Write out the entries below exactly, starting at the first line and stopping after the line that contains "the horse head"; skip all pictures.
--------
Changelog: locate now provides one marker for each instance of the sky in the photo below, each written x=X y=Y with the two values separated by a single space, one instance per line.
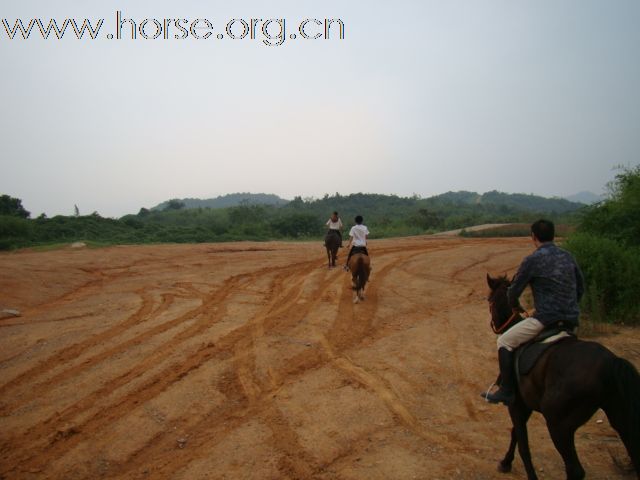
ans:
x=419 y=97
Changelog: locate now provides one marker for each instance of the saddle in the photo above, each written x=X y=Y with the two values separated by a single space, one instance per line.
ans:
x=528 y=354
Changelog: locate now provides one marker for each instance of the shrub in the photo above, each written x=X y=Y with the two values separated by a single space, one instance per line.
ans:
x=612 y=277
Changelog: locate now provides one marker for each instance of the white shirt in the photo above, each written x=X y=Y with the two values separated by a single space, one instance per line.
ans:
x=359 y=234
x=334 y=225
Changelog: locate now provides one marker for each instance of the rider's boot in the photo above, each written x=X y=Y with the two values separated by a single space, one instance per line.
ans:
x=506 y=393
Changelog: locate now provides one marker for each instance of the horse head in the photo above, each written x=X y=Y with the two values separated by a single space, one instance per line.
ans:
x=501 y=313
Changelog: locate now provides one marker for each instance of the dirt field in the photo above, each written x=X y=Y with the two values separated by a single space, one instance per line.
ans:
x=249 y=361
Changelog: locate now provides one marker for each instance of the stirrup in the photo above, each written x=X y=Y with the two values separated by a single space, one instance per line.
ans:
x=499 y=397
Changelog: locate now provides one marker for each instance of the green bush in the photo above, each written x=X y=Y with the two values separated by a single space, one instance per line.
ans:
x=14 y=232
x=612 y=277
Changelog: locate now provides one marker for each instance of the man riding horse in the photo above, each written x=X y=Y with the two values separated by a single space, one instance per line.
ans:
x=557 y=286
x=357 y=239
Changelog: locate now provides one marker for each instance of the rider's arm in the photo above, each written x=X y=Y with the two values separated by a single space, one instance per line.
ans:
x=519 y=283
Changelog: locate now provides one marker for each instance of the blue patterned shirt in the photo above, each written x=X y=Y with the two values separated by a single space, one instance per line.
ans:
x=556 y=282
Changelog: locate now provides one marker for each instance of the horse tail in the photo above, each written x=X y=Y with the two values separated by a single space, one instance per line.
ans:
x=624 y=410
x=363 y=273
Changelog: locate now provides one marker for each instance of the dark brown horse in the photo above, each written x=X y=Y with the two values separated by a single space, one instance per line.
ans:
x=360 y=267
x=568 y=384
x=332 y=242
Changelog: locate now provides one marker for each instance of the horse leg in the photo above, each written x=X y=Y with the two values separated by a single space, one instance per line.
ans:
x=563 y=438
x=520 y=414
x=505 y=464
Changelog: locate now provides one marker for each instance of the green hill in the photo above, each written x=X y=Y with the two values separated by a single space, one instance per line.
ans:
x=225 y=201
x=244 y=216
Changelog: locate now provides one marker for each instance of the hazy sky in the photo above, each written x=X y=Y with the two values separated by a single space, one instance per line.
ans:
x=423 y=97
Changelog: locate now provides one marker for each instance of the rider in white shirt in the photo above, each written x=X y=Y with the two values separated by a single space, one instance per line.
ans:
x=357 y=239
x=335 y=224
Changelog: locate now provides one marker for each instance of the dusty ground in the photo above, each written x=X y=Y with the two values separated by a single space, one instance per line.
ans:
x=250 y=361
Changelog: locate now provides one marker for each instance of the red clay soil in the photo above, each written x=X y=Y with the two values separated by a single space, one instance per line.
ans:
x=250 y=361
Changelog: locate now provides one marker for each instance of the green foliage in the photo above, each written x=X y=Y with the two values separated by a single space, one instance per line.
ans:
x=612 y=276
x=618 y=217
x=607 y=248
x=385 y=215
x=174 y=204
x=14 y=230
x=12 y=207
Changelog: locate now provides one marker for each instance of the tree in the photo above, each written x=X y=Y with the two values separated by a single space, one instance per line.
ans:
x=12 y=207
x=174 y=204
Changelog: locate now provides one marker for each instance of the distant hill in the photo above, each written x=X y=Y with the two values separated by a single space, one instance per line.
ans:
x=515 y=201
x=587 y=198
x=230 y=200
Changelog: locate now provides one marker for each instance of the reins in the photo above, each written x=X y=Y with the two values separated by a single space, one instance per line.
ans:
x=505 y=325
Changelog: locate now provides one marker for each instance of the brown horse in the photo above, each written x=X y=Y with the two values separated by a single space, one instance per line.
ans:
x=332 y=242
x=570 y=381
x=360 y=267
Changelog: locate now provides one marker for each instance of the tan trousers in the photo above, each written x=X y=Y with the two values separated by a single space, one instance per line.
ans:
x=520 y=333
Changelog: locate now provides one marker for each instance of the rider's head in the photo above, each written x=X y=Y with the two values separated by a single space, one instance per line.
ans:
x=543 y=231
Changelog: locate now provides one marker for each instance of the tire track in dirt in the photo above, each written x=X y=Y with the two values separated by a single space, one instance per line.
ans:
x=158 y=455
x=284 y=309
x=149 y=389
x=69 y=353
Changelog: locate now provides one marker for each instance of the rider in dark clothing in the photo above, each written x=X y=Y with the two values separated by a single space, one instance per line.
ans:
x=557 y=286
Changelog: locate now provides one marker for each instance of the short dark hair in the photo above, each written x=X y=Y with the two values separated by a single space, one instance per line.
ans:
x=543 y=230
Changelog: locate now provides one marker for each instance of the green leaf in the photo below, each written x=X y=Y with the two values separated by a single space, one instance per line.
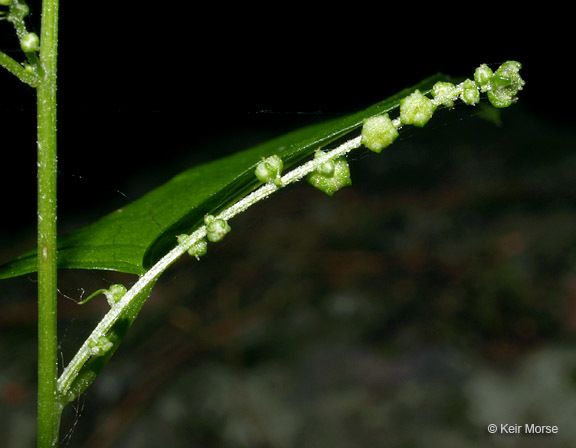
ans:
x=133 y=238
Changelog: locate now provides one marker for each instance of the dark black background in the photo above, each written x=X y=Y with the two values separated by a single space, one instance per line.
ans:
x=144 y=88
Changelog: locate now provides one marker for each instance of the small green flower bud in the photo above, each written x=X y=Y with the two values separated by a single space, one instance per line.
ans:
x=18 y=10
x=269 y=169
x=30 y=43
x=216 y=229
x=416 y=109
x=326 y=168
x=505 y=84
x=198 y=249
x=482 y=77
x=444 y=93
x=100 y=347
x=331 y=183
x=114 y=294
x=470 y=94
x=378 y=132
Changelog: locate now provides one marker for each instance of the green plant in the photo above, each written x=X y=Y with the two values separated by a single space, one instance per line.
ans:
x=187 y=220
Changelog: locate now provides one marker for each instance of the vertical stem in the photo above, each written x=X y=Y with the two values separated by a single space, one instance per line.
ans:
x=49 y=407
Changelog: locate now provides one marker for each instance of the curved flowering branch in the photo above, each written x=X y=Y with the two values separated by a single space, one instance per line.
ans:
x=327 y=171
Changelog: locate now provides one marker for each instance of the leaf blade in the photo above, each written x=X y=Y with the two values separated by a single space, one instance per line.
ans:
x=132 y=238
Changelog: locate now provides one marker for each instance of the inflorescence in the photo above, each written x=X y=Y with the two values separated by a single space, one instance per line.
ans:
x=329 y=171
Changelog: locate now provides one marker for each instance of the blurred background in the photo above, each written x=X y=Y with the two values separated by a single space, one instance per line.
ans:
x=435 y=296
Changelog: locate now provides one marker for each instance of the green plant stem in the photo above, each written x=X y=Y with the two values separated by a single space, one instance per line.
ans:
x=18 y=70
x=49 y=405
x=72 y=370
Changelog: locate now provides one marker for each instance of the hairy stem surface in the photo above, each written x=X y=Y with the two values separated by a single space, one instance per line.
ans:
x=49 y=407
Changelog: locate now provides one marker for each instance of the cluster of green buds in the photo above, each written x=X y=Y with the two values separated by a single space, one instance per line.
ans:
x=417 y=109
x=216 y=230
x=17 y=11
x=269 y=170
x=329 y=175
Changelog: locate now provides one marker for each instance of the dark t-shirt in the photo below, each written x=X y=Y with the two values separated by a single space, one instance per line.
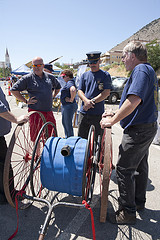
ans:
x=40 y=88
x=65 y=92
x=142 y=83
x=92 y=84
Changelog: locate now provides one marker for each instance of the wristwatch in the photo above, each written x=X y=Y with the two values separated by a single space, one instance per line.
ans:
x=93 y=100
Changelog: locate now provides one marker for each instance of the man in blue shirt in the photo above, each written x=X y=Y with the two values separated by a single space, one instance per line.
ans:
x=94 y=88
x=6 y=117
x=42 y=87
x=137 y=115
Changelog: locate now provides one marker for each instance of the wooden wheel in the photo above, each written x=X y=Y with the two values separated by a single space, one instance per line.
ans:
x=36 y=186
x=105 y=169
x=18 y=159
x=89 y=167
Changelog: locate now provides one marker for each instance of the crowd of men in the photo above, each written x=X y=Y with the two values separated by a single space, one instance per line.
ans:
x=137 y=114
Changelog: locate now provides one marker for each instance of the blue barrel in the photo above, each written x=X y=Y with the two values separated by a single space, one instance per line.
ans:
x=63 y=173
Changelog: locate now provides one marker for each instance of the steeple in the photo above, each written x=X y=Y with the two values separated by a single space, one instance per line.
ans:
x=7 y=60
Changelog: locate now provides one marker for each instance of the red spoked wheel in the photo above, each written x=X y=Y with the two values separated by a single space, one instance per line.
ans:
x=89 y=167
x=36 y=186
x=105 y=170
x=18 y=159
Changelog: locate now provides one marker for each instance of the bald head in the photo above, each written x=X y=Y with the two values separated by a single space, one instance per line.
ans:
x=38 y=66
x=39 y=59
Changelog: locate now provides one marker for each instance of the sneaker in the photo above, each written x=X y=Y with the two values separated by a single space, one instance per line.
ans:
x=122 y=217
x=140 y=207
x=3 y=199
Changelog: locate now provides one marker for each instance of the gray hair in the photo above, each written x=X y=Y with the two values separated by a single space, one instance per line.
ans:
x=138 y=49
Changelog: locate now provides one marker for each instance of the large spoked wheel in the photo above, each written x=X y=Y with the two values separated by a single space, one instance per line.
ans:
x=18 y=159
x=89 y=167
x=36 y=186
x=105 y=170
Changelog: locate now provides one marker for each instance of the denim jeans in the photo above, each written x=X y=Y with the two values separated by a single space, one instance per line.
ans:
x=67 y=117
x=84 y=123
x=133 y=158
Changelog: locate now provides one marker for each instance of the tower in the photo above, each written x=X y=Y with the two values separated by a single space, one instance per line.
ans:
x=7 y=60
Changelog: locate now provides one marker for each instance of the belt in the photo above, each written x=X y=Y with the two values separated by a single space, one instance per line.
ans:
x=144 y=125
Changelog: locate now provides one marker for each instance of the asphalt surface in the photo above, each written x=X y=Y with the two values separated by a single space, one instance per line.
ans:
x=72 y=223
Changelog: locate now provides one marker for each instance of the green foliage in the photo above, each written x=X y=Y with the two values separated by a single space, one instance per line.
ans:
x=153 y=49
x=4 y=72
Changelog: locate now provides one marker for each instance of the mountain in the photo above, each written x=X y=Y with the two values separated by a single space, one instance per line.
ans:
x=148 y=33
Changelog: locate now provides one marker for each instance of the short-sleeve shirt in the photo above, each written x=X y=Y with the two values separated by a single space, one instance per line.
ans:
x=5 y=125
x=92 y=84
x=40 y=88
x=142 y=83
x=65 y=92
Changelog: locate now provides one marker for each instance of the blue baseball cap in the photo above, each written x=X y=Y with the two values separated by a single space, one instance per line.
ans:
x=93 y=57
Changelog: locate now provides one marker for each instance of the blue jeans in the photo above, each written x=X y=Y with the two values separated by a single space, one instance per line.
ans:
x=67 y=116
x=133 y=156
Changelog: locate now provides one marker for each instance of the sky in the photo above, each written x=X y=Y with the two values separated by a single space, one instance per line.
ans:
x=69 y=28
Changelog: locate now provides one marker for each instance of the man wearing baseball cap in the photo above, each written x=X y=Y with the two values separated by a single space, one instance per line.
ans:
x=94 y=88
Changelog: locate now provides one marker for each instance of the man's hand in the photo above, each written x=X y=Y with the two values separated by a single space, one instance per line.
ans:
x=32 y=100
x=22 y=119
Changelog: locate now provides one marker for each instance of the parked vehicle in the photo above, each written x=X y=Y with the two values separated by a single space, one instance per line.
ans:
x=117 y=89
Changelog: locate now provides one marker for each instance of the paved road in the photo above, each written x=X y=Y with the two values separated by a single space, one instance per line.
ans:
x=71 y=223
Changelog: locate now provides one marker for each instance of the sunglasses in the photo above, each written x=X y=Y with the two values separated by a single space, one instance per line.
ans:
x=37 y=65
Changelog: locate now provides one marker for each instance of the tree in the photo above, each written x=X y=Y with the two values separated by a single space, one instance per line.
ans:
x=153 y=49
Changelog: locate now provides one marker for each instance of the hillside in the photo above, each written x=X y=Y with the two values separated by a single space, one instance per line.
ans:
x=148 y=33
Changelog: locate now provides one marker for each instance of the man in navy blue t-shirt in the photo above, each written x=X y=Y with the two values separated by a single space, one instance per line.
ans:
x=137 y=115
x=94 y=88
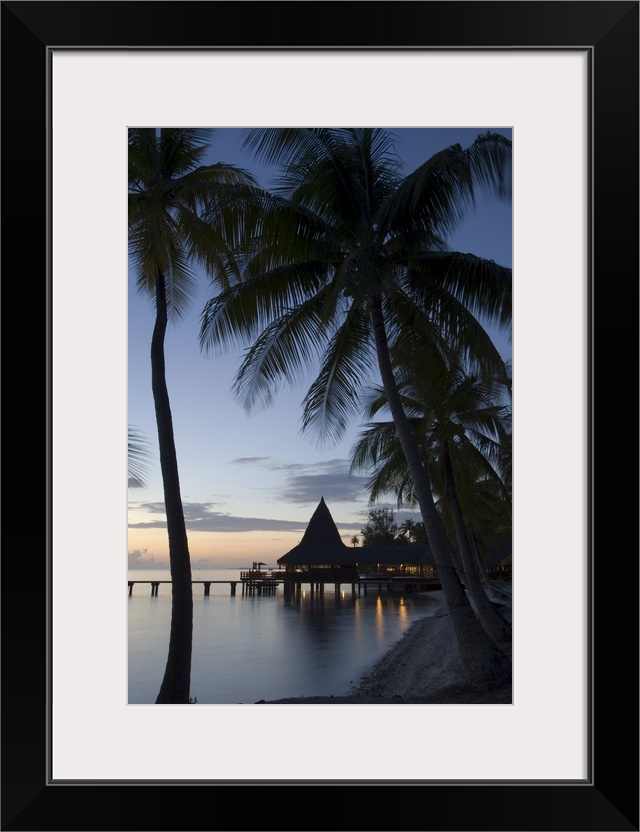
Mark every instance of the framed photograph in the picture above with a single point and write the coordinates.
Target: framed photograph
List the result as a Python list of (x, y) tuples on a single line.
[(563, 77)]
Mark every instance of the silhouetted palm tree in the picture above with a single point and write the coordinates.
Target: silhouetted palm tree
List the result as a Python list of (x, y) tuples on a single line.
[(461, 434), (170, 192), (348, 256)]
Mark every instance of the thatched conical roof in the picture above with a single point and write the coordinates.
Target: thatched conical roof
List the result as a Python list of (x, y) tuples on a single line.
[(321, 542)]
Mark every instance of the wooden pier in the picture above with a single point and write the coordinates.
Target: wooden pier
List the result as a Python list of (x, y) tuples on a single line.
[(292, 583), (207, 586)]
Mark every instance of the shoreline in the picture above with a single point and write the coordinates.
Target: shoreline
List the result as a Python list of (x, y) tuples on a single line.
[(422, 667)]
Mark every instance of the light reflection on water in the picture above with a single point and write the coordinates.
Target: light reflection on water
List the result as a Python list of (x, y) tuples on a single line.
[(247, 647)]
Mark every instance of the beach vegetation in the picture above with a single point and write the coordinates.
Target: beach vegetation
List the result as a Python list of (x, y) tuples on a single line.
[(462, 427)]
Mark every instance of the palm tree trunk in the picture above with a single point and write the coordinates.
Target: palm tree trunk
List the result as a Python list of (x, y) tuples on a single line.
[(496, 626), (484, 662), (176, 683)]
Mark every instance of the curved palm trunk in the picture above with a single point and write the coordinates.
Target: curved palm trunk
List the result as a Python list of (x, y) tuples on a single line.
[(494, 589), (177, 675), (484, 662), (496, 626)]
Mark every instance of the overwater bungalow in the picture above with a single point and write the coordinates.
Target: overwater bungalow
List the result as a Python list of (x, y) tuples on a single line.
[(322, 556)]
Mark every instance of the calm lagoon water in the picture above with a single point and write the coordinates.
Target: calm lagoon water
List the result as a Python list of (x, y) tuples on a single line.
--------
_Solved exercise:_
Changelog: locate now provides one marker for each instance of the sky in the photo below, each written x=X y=Y with the two values separated by a single space, one instance per line.
ans:
x=419 y=97
Changelog: locate now provides one marker for each instance of the saddle in the photo above, each written x=X y=Y with the two values separated by a single space, one instance per line.
ans:
x=528 y=354
Changelog: locate now provides one marker for each instance of the shrub in the photo above, each written x=X y=Y with the two values separated by a single space, one instance per line.
ans:
x=612 y=277
Changelog: locate now provides one marker for each instance of the white shirt in the photo above, each written x=X y=Y with the two values separated by a single space, one instance per line.
ans:
x=359 y=234
x=334 y=225
Changelog: locate now provides one marker for each instance of the rider's boot in the photo above, each written x=X y=Y with the two values separated by a single space, one instance per line.
ans:
x=506 y=393
Changelog: locate now provides one marker for each instance of the horse head in the photo above, each written x=X y=Y with the two values separated by a single space, one instance per line.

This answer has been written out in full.